- EXERCISE OBJECTIVE -
Can you copy every one of the rows below word for word, omitting the pictures from your answer?

- MATERIAL PROVIDED -

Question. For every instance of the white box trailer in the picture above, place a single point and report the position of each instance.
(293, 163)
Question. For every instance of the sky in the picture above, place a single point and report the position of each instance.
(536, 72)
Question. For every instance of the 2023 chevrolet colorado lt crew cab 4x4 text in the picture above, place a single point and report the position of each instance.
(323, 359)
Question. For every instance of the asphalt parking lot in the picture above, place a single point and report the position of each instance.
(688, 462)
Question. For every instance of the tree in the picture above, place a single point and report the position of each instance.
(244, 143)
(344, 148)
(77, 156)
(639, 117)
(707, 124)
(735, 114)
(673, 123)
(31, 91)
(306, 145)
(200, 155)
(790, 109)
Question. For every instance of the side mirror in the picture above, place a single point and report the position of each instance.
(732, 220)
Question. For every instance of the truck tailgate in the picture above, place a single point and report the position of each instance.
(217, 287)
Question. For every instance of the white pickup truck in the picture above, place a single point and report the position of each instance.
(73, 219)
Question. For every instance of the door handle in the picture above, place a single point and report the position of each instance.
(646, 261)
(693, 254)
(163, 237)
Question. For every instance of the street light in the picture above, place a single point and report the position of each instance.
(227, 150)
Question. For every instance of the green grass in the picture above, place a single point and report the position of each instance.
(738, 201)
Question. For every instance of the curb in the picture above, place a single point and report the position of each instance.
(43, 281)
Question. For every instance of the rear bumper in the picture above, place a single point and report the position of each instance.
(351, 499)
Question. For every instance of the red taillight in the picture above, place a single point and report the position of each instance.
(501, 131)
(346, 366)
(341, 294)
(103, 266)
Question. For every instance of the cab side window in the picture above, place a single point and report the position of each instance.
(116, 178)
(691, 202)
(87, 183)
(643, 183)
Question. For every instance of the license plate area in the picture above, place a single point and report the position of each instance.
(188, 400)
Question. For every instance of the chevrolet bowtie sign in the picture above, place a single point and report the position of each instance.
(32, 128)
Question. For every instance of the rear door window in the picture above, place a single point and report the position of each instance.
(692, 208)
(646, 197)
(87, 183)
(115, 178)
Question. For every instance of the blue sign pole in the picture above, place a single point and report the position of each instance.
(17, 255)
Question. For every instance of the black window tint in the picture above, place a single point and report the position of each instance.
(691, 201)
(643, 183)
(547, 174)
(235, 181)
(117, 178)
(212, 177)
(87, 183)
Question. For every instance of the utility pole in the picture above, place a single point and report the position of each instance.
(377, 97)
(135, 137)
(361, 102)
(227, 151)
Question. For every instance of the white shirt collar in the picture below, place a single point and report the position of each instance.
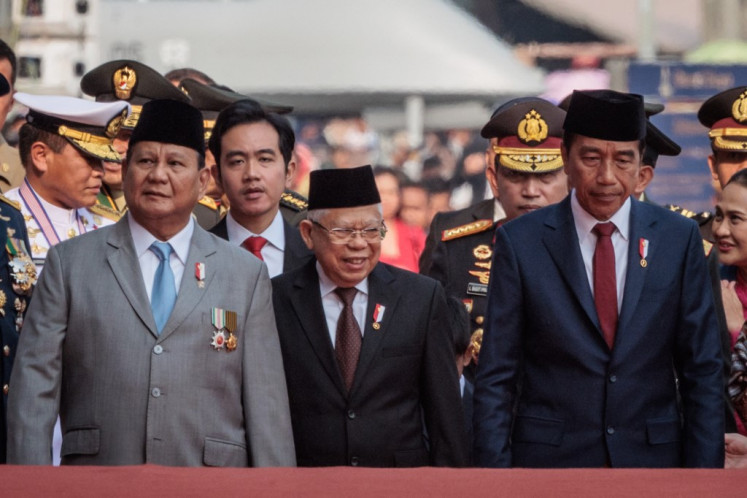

- COMPLETE OUTPUT -
Question. For every instance of the white box trailer in the picture above, place a single point and report the position of each instance.
(293, 163)
Question. For every instance of the sky in the picture above, place a single point and report the position of each instance.
(536, 72)
Question. For every instance of the 2023 chevrolet colorado lt crew cab 4x4 text in the picture above, place a single point and report the position of each instance.
(323, 359)
Question. For every instance of the asphalt parking lot in the picture above, place a single point and report the position of each instance.
(688, 462)
Question. For every instance of the tree in the picture above, place a single point and report the position of each instance.
(244, 143)
(344, 148)
(77, 156)
(639, 117)
(707, 124)
(735, 114)
(673, 123)
(31, 91)
(306, 145)
(200, 155)
(790, 109)
Question. For every instance of the side mirror in the picture above, place a single point and report the position of each instance.
(732, 220)
Question. For every instance of the truck tailgate in the picture above, place a single point and report the position of each instance.
(217, 287)
Question. For every instance of the white pickup truck in the picture above, place a single point and report the position of each instance.
(73, 219)
Question. For every instance of the door handle in the picture above, place a single point and report the position of each instance.
(646, 261)
(693, 254)
(163, 237)
Question. For every instance of the street light in the picture above, place a single point and report the position of each instance.
(227, 150)
Question. For every instance of the green grass in the picture above, place a single point and report the position of each instance.
(738, 201)
Question. For every instance of the curb in the picture above, place a single point and report the position of each instance.
(43, 281)
Question. For every instance of the rear bumper in the picture above, place a single point and report the position of each instance.
(351, 499)
Question. For every instance of the red taillight in the picture above, place a single point and report the position of each instance.
(501, 131)
(346, 366)
(341, 294)
(103, 266)
Question. For every instance of the cab side window in the picture above, place a single point and report the position of each instance.
(116, 178)
(691, 202)
(87, 183)
(643, 183)
Question. For every instance of the license plate area in the picture above, place a single point and report the position of each instance.
(188, 400)
Question. For every instance of the chevrolet bowtie sign in the picture above, place a single point and report the position of each instance.
(32, 128)
Question. For every instance of the rear door window in the picture above, place a single point and report the position of each instance.
(692, 208)
(646, 197)
(87, 183)
(115, 178)
Question. For every instance of the blue sign pole in the picture above, place a single point and report the position of each instance.
(17, 255)
Question. For every instance of the black window tint in the picture above, place a single point and report the position of each instance.
(691, 201)
(643, 183)
(547, 174)
(235, 181)
(117, 178)
(212, 177)
(87, 183)
Question. For every instance of the utility pole in the picture above, place a single point and report the position of each instance.
(377, 97)
(135, 137)
(361, 102)
(227, 151)
Question. For every instance of the white shirt collar in the picture below, place a single point and report the position of each instance.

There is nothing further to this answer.